━━━━━ TASK INPUTS

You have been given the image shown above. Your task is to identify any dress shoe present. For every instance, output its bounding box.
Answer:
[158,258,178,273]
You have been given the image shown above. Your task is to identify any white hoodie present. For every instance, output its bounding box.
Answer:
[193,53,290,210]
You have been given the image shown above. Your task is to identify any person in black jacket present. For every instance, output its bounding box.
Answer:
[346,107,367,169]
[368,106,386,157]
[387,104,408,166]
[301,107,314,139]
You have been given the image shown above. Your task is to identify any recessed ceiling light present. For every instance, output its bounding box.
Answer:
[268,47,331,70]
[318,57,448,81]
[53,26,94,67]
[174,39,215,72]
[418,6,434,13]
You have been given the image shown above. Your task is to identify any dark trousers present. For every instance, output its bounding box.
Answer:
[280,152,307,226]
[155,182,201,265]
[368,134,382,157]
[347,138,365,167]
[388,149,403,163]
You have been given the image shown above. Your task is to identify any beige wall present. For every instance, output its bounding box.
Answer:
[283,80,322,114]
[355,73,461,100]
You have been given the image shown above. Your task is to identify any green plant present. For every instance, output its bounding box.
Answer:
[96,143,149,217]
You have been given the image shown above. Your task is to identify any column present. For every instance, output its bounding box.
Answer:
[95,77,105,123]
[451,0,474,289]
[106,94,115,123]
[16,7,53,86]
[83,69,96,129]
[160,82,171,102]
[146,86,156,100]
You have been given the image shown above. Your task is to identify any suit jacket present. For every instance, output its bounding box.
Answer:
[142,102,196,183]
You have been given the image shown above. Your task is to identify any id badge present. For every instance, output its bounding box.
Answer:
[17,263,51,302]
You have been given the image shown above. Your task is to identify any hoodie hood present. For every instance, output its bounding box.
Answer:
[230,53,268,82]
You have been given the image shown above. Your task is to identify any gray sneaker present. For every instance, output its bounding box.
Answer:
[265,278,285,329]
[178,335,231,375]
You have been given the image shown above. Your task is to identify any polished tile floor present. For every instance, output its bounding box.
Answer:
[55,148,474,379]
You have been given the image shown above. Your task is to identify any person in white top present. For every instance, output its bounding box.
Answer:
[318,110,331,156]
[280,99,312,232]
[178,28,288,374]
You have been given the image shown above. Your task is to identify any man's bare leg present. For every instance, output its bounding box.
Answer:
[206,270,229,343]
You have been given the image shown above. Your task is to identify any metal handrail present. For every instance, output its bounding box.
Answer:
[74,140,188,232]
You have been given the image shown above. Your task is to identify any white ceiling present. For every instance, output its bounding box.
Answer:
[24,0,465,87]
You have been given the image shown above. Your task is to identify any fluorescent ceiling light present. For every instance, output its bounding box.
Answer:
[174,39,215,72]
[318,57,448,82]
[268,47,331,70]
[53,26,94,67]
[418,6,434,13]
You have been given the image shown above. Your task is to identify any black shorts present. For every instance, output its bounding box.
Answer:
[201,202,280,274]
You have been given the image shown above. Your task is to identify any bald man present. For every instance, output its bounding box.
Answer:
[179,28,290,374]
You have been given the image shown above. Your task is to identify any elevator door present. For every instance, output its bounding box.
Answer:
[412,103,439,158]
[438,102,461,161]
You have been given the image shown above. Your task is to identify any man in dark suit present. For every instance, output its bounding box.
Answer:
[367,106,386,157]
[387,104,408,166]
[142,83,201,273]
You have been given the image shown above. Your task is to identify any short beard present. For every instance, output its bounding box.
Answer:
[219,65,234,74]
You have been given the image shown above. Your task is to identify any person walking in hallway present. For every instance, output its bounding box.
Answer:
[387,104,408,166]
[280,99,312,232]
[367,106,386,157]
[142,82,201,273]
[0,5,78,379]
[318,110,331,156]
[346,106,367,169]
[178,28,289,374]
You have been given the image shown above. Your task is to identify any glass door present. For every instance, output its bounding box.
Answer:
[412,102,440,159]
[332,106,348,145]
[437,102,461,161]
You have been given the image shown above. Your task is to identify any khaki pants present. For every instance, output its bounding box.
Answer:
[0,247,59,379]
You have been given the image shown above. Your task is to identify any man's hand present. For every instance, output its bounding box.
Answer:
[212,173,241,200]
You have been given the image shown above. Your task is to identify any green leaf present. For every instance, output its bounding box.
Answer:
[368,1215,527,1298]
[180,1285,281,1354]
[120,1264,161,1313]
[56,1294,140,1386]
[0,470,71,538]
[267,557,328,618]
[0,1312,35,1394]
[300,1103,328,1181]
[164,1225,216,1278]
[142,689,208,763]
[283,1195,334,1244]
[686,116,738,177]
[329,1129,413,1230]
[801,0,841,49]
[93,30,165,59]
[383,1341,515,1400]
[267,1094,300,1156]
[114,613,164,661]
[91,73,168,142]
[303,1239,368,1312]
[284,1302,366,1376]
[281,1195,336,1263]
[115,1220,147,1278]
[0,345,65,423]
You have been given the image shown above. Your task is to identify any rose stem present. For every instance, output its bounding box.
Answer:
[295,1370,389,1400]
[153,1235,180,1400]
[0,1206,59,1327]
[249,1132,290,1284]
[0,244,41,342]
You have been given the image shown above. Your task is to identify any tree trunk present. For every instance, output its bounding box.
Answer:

━━━━━━━━━━

→ **WHAT TO WORK ON**
Rewrite only the lines starting with the line that contains "identify any polished" and going on through the line that contains "[219,65,234,74]", keeping the requests unchanged. Add -22 to every bounding box coordinate in the answers.

→ **WRITTEN ANSWER**
You have been given the image shown above. Your task is to identify any polished tile floor present. For every instance, output its bounding box.
Answer:
[33,126,452,357]
You have been given the image shown above. Your task is to identify any person in white top present. For every instance, output its bounding box.
Answer:
[296,88,309,134]
[258,77,290,210]
[156,6,266,352]
You have been given the image shown above. Your task is to identify any man's bare leg present. For every instance, output its bounding box.
Answer:
[184,248,207,321]
You have been given the image shown above. Your task is to identify any metal handrail present. For every instance, output its bounding box.
Answer:
[52,118,166,210]
You have been given the image shown above. Your task is to identify any white ceiling present. For every instance, output its bounding box.
Answer:
[2,-22,443,65]
You have been given the image shown above. Your task is to identify any fluorescent ceiling light present. For every instance, output its bounding box.
Answer:
[152,17,193,50]
[296,35,426,60]
[246,25,309,48]
[31,4,72,45]
[396,-16,412,-9]
You have been given the image shown above. Your task is to identify any black shorts present. For every instance, output its bounding box.
Answer:
[179,180,258,252]
You have been given the image shown above. Your task is to identify any bald man present. For every instance, output its bounding box.
Answer:
[157,6,268,352]
You have been given the image shown above. Your task is to identify any elevator door present. For every instance, output its bounding box.
Answer:
[390,81,417,136]
[416,80,439,139]
You have been given the image shown above. Your task is to identify any man in dark suit present. For every instance, output its bounding box.
Answer:
[345,84,364,135]
[365,82,386,144]
[120,61,179,251]
You have been given the image shown above. Your task is to identify any short beard present. For every instance, output its bounding box.
Answer:
[197,43,212,52]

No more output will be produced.